───── Reading text

Special for The New Times Holler!
From the Swingin' Pendulum
By
© Amir Bey, 2012
July 2



In 1958 while attending the YMCA's Camp MacAllister in Upstate New York, I and two other black boys were standing next to a camp counselor when he opened the trunk of his car. I saw that he had a Rebel Flag covering the inside of his trunk and I asked him why he had it. Being northern born and raised, my reference for that flag was they lost, and slavery was ended. The counselor, a white Southerner in his late teens or early twenties, amiably said "The South shall rise again!" In the ensuing years I heard that phrase less and less, and now in my circles not at all, and some of my friends have never heard it. The residues of Civil War exist today but with different phrasings.

OBAMA IS SWORN IN BY ROBERTS... AGAIN!


The Roberts Court toned down the current Civil War by supporting good government with its decision on the president's health plan.
The present time finds us in an American-style Civil War. Recent defiance against federal laws concerning voting rights, health care, attacks against Attorney General Eric Holder, reproductive rights, and the ongoing conflict between "Big Government" against "Little Government" have been in existence since this country's birth.

Let's look at the US's dynamic, its Pendulum. The Declaration of Independence, the Revolutionary War, and the Constitution formed the original 13 separate colonies into one nation. When the War was over, the Pendulum swung, beginning the ebb and flow between the Federal government and the states. Woven into the fabric of the "Founding Fathers'" legislative tapestry was the source of an ongoing discord: avoiding the question of slavery became the stitch that was this great work's imperfection. Aside from the moral question of slavery, the framers (farmers?), by not addressing the issue, bypassed the question of what the newly formed federal government's prerogatives would be versus states' rights.

Positive swings of the Pendulum have created a national currency, universal education, child labor laws,voting rights, with compromises on how states could modify those laws. And it led to the Civil War, Brown Versus the Board of Education, to name other momentous swings. Not that all things federal are enlightened, or all local interests restrictive. There is the fight over Medical Marijuana between the government and the State of California; the government has closed down over 600 state-approved dispensaries. And recent social advances in same sex marriage began on the state level, precipitating eventual federal laws.

The current Civil War continues in aggressive resistance to federal authority by the Republicans:Texas Governor Rick Perry's insincere threat to secede from the country rather than accept federal bailout funds a few years ago is now repeated by Republican governors' refusal to institute the Affordable Health Care Act in their states. The Contempt of Congress proceedings against the Attorney General are a diversion from his order for Republican Florida Governor Rick Scott to cease purging voters from the rolls in that stae, which have been met with vehement refusal; States' Rights or voters' rights? The Republicans' stated aim is to drive President Obama out of office regardless of what he does, even if it means destablizing the executive branch and the federal government is weakened.

──────────
───── Provided material

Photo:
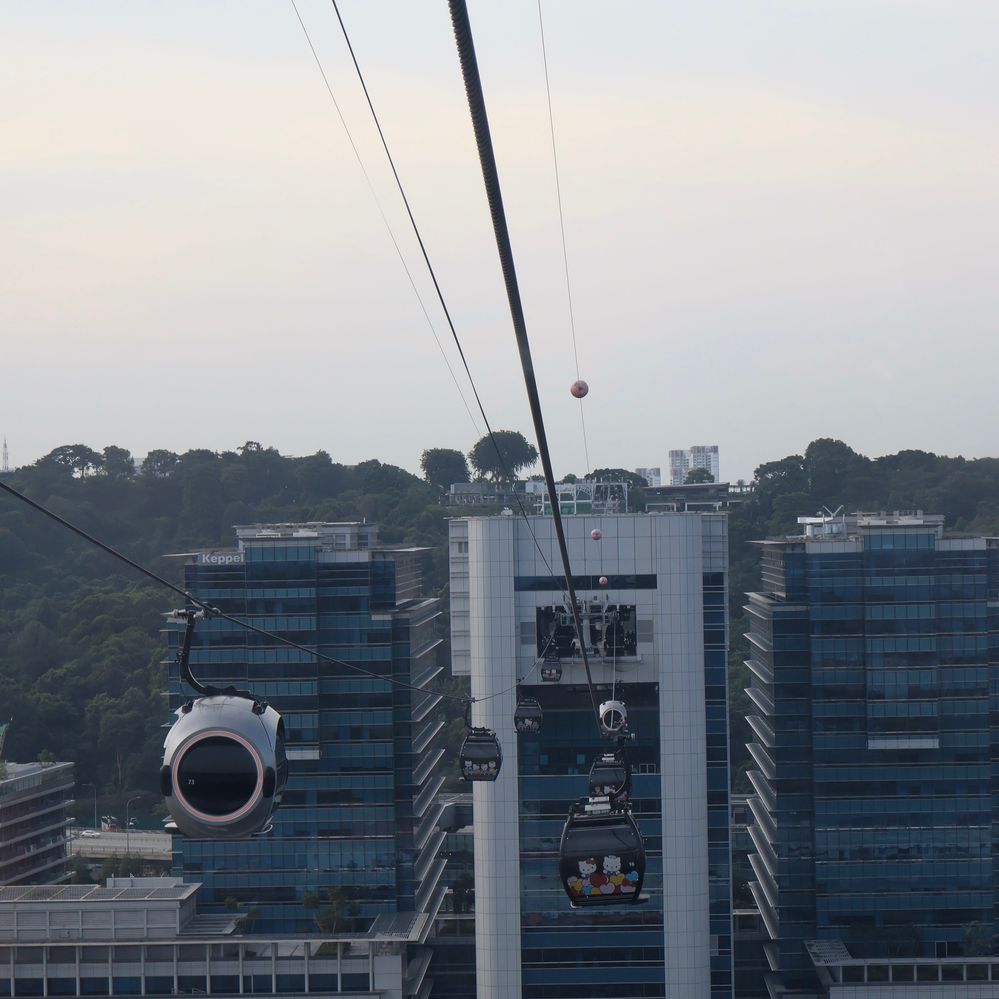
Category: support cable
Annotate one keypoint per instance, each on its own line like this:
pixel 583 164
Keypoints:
pixel 388 227
pixel 210 611
pixel 437 287
pixel 561 222
pixel 490 176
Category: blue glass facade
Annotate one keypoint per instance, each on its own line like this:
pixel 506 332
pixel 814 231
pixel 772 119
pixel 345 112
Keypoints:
pixel 359 812
pixel 874 683
pixel 652 596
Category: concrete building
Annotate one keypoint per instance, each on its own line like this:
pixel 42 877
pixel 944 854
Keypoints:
pixel 699 456
pixel 874 659
pixel 666 589
pixel 360 809
pixel 145 937
pixel 34 798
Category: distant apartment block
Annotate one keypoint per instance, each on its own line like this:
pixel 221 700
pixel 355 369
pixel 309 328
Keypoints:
pixel 874 657
pixel 699 456
pixel 33 841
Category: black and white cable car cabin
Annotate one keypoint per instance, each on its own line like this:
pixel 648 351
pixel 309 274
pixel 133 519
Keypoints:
pixel 481 756
pixel 601 857
pixel 610 777
pixel 527 716
pixel 551 671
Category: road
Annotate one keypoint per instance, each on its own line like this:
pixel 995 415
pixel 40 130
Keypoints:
pixel 141 843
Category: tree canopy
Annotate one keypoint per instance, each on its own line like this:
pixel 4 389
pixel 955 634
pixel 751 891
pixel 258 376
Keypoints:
pixel 442 466
pixel 503 455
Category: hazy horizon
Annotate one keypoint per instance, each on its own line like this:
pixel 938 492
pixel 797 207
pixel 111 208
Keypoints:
pixel 780 220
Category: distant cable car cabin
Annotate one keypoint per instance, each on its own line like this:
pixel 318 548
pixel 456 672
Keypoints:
pixel 610 777
pixel 551 671
pixel 527 717
pixel 481 756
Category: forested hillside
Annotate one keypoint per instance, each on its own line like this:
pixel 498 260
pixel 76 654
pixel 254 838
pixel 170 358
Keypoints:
pixel 80 647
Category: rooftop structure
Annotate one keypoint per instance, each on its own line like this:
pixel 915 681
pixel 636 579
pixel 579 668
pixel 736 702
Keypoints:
pixel 145 936
pixel 698 497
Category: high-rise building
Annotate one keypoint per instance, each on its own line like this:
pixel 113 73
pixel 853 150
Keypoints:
pixel 359 812
pixel 874 656
pixel 34 798
pixel 699 456
pixel 664 596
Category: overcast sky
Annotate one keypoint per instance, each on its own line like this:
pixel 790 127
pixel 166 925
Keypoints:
pixel 782 222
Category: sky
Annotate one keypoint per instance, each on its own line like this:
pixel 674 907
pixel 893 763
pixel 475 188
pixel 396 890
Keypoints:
pixel 781 223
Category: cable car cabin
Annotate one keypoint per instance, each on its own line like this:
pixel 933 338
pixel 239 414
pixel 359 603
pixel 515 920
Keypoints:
pixel 551 671
pixel 481 757
pixel 610 777
pixel 601 858
pixel 527 717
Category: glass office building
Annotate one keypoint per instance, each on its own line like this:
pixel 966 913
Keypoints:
pixel 34 799
pixel 359 812
pixel 656 632
pixel 873 654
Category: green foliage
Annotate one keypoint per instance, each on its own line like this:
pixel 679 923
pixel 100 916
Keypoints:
pixel 333 915
pixel 442 466
pixel 80 649
pixel 80 645
pixel 501 456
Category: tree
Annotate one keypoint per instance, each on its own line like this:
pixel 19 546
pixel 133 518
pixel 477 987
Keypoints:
pixel 698 475
pixel 443 465
pixel 830 464
pixel 159 463
pixel 501 456
pixel 79 459
pixel 118 463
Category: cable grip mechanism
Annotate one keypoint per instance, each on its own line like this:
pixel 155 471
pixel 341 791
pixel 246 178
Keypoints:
pixel 190 619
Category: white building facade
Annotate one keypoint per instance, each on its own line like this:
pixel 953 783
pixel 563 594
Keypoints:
pixel 665 590
pixel 699 456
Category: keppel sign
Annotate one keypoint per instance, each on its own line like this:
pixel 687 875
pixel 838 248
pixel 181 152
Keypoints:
pixel 220 558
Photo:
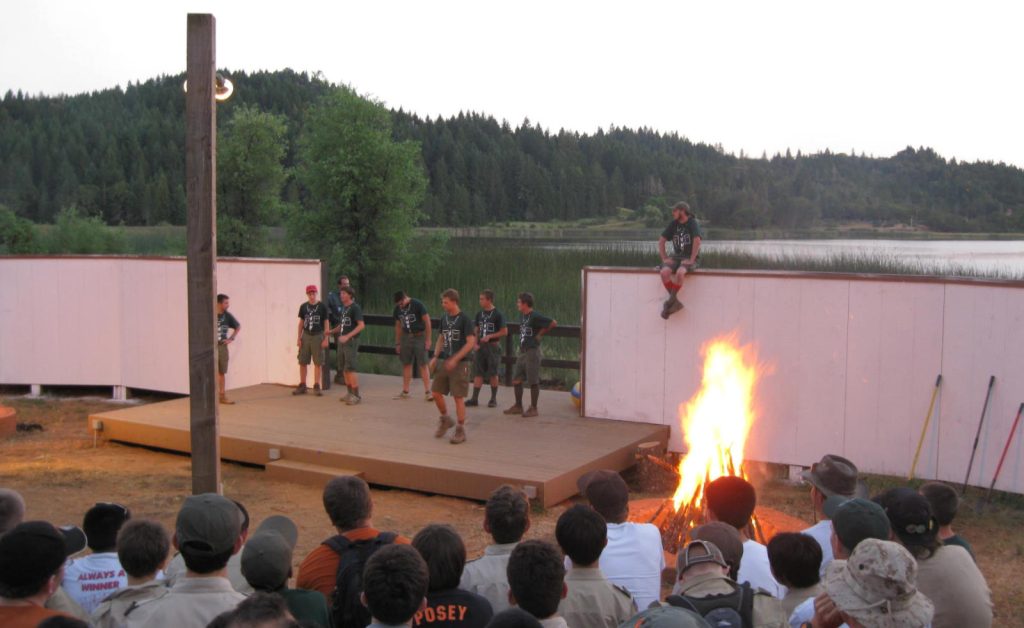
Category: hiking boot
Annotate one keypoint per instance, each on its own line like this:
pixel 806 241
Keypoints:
pixel 443 424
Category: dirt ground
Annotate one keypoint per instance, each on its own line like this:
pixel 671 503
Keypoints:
pixel 60 474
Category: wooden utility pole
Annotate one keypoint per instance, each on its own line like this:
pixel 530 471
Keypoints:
pixel 201 191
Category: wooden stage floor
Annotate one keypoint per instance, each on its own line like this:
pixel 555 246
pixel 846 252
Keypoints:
pixel 391 443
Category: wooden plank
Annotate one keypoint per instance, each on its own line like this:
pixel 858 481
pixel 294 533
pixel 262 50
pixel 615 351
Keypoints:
pixel 201 192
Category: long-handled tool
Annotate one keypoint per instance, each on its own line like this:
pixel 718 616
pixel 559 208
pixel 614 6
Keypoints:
pixel 977 436
pixel 924 430
pixel 1006 449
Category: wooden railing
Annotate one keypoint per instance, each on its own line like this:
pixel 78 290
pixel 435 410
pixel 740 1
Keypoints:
pixel 508 359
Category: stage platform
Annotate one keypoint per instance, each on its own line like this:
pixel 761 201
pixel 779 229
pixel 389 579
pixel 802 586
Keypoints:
pixel 391 443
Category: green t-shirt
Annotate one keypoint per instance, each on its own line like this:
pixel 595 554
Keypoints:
pixel 529 327
pixel 682 235
pixel 455 331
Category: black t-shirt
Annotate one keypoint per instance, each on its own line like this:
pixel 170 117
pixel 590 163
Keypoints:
pixel 313 317
pixel 528 328
pixel 454 609
pixel 349 318
pixel 411 316
pixel 455 331
pixel 224 323
pixel 488 323
pixel 682 236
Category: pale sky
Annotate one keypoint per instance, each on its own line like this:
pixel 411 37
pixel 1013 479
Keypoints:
pixel 872 76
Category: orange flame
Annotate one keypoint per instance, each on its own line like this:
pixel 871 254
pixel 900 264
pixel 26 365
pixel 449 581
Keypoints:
pixel 717 420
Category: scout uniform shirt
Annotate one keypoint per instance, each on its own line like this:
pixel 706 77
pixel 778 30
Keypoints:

──────────

What to do:
- a) List the things that the Pendulum column says positive swings of the Pendulum have created.
- b) Output the passage of the Pendulum column from "From the Swingin'" up to and including "BY ROBERTS... AGAIN!", copied word for word.

Solutions per task:
- a)
- A national currency
- Universal education
- Child labor laws
- Voting rights

- b)
From the Swingin' Pendulum
By
© Amir Bey, 2012
July 2



In 1958 while attending the YMCA's Camp MacAllister in Upstate New York, I and two other black boys were standing next to a camp counselor when he opened the trunk of his car. I saw that he had a Rebel Flag covering the inside of his trunk and I asked him why he had it. Being northern born and raised, my reference for that flag was they lost, and slavery was ended. The counselor, a white Southerner in his late teens or early twenties, amiably said "The South shall rise again!" In the ensuing years I heard that phrase less and less, and now in my circles not at all, and some of my friends have never heard it. The residues of Civil War exist today but with different phrasings.

OBAMA IS SWORN IN BY ROBERTS... AGAIN!